## Work to do
Output every line of the entries from the line containing "Thanks for the photo. Could you please mark the denim" through the last, exactly, with no other content.
● ● ● ● ● ● ●
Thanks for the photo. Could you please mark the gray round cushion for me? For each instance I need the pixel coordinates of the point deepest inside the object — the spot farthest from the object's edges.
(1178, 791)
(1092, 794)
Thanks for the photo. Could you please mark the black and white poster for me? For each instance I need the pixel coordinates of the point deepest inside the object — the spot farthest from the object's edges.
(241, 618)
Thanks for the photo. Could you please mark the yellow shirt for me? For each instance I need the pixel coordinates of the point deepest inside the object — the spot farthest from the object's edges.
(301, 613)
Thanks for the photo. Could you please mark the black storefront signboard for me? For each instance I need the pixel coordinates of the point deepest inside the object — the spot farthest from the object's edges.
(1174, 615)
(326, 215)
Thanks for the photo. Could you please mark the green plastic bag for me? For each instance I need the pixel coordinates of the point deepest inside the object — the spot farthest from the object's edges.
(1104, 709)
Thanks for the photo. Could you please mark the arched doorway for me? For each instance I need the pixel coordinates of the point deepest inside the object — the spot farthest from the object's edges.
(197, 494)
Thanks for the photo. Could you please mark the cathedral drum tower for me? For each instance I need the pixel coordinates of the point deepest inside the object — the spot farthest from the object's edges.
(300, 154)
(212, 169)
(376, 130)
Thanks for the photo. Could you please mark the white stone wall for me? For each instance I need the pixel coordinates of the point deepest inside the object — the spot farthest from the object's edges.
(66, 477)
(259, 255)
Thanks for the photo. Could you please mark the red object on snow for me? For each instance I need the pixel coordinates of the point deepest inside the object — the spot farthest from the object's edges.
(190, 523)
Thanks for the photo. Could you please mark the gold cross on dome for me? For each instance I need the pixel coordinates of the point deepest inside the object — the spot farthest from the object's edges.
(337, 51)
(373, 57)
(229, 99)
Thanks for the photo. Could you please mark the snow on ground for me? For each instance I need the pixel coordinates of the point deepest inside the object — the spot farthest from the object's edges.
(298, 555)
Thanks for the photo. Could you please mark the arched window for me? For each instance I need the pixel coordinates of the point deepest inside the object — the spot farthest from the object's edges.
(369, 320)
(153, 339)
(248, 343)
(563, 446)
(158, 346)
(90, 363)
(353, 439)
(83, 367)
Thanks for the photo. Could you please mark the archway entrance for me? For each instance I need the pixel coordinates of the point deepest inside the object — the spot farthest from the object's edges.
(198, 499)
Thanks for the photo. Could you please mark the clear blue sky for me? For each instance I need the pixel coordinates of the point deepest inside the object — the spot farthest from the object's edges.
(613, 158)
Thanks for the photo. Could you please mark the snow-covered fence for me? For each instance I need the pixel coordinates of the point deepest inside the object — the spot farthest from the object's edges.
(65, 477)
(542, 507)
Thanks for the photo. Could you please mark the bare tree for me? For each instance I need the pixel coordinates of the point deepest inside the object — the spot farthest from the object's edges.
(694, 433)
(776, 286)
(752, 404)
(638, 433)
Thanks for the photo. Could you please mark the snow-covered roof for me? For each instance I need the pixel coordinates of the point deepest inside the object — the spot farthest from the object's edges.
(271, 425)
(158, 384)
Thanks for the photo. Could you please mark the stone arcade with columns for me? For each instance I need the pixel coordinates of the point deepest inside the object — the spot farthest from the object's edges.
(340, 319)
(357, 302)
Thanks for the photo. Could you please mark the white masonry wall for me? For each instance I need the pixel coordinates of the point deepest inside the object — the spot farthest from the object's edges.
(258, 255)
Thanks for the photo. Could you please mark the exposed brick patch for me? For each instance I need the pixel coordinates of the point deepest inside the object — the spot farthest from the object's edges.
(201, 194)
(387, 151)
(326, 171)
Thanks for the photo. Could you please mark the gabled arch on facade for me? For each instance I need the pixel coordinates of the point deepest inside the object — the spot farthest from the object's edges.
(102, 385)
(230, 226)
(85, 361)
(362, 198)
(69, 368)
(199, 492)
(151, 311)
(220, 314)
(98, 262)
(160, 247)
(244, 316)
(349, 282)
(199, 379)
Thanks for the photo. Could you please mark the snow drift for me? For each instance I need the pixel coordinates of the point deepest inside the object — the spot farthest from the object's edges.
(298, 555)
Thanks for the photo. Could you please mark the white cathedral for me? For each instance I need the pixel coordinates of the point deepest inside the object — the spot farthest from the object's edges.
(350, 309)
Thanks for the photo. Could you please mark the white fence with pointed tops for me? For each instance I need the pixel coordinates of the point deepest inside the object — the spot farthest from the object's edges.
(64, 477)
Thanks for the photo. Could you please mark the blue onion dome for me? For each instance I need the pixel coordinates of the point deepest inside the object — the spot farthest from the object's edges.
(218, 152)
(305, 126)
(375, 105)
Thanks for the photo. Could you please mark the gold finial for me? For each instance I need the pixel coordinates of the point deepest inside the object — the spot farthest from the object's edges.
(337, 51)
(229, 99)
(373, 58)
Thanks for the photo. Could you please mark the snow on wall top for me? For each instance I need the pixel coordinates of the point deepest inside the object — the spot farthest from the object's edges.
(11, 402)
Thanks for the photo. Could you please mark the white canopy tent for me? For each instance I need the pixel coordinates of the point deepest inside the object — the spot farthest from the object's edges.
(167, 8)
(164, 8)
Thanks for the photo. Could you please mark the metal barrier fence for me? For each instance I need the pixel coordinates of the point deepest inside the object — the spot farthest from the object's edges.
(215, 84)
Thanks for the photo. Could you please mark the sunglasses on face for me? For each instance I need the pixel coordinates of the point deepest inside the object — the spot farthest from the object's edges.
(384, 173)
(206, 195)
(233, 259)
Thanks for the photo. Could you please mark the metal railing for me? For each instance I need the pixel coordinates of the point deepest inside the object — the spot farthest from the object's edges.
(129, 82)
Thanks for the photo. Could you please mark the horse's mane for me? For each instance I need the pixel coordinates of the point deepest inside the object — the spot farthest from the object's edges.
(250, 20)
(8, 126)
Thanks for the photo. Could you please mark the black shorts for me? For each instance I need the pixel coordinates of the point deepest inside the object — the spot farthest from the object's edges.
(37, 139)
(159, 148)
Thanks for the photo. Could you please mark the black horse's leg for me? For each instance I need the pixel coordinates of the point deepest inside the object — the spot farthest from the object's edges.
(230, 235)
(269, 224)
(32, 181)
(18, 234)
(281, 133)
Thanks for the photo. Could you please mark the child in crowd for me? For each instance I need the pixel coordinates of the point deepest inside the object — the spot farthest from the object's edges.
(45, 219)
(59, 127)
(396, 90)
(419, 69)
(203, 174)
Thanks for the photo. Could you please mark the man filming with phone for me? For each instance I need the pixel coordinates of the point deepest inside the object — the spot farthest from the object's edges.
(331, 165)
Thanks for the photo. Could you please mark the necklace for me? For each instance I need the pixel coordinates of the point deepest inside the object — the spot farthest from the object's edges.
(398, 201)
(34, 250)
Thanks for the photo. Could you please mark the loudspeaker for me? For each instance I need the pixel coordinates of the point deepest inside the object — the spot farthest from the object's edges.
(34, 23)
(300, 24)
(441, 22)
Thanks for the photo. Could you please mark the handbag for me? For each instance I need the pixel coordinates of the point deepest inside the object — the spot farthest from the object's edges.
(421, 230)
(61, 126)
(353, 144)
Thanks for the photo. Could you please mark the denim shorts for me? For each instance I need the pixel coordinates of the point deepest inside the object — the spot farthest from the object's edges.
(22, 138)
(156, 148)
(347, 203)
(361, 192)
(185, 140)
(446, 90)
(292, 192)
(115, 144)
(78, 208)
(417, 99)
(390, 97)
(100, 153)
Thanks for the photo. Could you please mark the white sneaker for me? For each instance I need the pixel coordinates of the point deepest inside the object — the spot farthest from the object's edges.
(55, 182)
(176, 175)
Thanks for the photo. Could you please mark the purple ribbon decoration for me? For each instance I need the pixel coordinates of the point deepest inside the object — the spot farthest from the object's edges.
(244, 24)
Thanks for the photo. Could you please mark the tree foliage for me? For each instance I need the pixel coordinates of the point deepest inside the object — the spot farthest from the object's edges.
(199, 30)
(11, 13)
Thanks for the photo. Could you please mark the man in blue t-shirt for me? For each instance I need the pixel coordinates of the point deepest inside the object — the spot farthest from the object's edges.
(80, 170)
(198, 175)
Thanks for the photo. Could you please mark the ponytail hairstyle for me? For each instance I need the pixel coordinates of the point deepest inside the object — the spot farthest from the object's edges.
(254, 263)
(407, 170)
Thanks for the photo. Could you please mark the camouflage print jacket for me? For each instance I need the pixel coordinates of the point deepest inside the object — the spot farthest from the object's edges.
● ● ● ● ● ● ●
## Response below
Thanks for the photo. Could you please mark the denim shorts for me? For each instance I need the pixel coordinates of the point deepest inside the object — the spot farthest from the object's edges.
(22, 138)
(156, 148)
(347, 203)
(361, 192)
(185, 140)
(446, 90)
(292, 192)
(115, 144)
(78, 208)
(417, 99)
(390, 97)
(100, 153)
Thanks for the photo. Could you please mark the white sneaker for me? For each instance I need the pixel coordinates of the point deepest inside the object — the spot farthest from the object's edges.
(55, 182)
(176, 175)
Thanks for the photo. Could you please mark the purple ribbon decoration for me? For each instance I need the pixel coordinates of the point deepest inside the object — the spot farthest from the object's edges.
(244, 24)
Thanks for the photo. Could you please mark the tree foliage for me? For each instance I need the pixel coordinates of the point deepest inside the object — the spot farthest from the object's edges.
(199, 30)
(11, 13)
Thanks for the photo. Could you please mark the man in blue t-shirt for me? For each instance I need the pixel coordinates of the point deepest inside the object — the spot farthest from the object's edges.
(80, 170)
(198, 175)
Thanks for the photo. Could you please mark the ponytail hairstyle for me? For each instance I need the pixel coordinates of the point deepest inside the object — the spot farthest from the object's edges.
(254, 263)
(407, 170)
Thanks for the photo. Could you please mark the camouflage print jacket for me? For each instance I need the pixel coordinates of the point deepest inside the object — the spot farthest from the object's edges.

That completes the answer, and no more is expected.